Passage to read:
_ _ _ _ _

Vente Tsunami is the exotic new name for Styles Hairdressing in Windmill Road

Somerfield: Sunday opening hours have been changed to 11am to 5pm (except for Easter Sunday, when like the other main local supermarkets it will be closed).

Cancer Research UK shops The one near Oxfam has had a refit, while the other (between Abbey National and the Trade Exchange) is now a specialist secondhand record and book shop.

Top to Tail, 4D New High Street: The application for change of use from dog-grooming parlour (Class A1) to estate agency/ financial services (Class A2) was approved. (The shop is outside the boundary of the Headington District Shopping Centre.)

Spiers Blake An application for the change of use of the upstairs offices at 95 London Road to a dental surgery has also been allowed.

Daly’s Butchers was demolished and will be rebuilt. A second planning application was submitted for the site, for a shop with offices above

Pubs news
  • The White Hart in St Andrew’s Road had a refit in 2003. It was taken over by Linda Vinall and Dick Underwood.
  • The Britannia reopened as a pub-restaurant in July 2003 . It is now part of the Mitchell’s & Butler Ember Inn chain.
  • Morrells Brewery is planning to demolish The Fox in Barton and build a new pub and housing on the 0.9 acre site:
    Oxford Mail, 7 May 2003:
    Pub plan divides community
It’s the Manor Hospital

The new hospital on the Manor Ground site will be called the Manor Hospital, following pressure from the Oxford Mail. The original name chosen, the Nuffield Hospital Acland, was felt to be too confusing.

Cars set on fire

The Slade Fire Station in Headington dealt with 117 arson attacks on cars in year to June 2003.

Escaped prisoner

Kenneth Wilson, sent to prison for 18 years in 1994 for robbery with violence, escaped while receiving treatment at the John Radcliffe Hospital on Thursday 26 June, but gave himself up in Humberside the next day. The Home Office is to hold an enquiry into how he escaped from his two guards.

Ruskin Hall

In 2003 Ruskin College was planning to move to part of the former Unipart site on the Woodstock Road, but their deal with Berkeley Homes fell through. They were planning to sell their buildings and land in both central Oxford and in Headington to fund the move. According to the Guardian, they hoped to get £6m–£12m for their main Headington site and £1–£2m for their smaller one on the opposite side of Stoke Place.

Background
Ruskin College, whose main building is in central Oxford, has in addition occupied the former Rookery in Old Headington since 1946, and Stoke House on the other side of Stoke Place since 1965. The 20-acre site includes a large orchard, woodland, and fields down as far as the northern bypass, and was taken into the Old Headington Conservation Area in December 1998, and every tree there has a Tree Preservation Order.

Crime in Headington shopping area

On Sunday 9 March 2003 a robber fled from Thresher’s in Old High Street at 12.40pm with only £60 after threatening the female assistant (a Brookes student) with a handgun.

_ _ _ _ _

Task instructions:
A - How would you translate this sentence from the Headington news page into French: "The original name chosen, the Nuffield Hospital Acland, was felt to be too confusing."
B - Could you print, word for word, the part of the Headington news page starting with "Cancer Research UK" and going on through "and Dick Underwood."?

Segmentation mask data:

_ _ _ _ _

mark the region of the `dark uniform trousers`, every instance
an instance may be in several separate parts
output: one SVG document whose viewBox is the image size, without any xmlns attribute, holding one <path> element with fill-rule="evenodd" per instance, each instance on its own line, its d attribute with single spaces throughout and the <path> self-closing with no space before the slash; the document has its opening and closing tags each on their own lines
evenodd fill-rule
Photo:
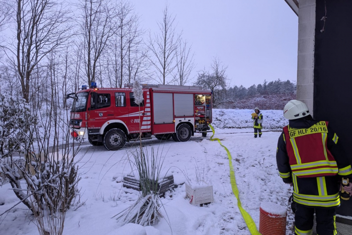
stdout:
<svg viewBox="0 0 352 235">
<path fill-rule="evenodd" d="M 311 208 L 296 203 L 295 214 L 295 234 L 296 235 L 312 234 L 308 231 L 313 228 L 315 212 L 318 235 L 336 235 L 336 210 L 335 208 Z"/>
<path fill-rule="evenodd" d="M 261 136 L 261 129 L 254 128 L 254 137 L 256 138 L 257 135 L 259 133 L 259 137 Z"/>
</svg>

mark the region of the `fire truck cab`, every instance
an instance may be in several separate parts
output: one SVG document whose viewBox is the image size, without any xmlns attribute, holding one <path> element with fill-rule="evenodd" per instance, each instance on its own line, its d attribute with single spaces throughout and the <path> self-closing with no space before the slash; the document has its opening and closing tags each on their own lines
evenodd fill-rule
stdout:
<svg viewBox="0 0 352 235">
<path fill-rule="evenodd" d="M 69 122 L 71 135 L 93 145 L 118 150 L 127 141 L 170 137 L 187 141 L 194 132 L 206 136 L 212 121 L 211 92 L 200 87 L 143 86 L 143 101 L 135 103 L 131 84 L 124 88 L 82 86 L 75 93 Z"/>
</svg>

_ _ _ _ _

Solution list:
A - Le nom choisi à l'origine, le Nuffield Hospital Acland, a été jugé trop déroutant.

B -
Cancer Research UK shops The one near Oxfam has had a refit, while the other (between Abbey National and the Trade Exchange) is now a specialist secondhand record and book shop.

Top to Tail, 4D New High Street: The application for change of use from dog-grooming parlour (Class A1) to estate agency/ financial services (Class A2) was approved. (The shop is outside the boundary of the Headington District Shopping Centre.)

Spiers Blake An application for the change of use of the upstairs offices at 95 London Road to a dental surgery has also been allowed.

Daly’s Butchers was demolished and will be rebuilt. A second planning application was submitted for the site, for a shop with offices above

Pubs news
  • The White Hart in St Andrew’s Road had a refit in 2003. It was taken over by Linda Vinall and Dick Underwood.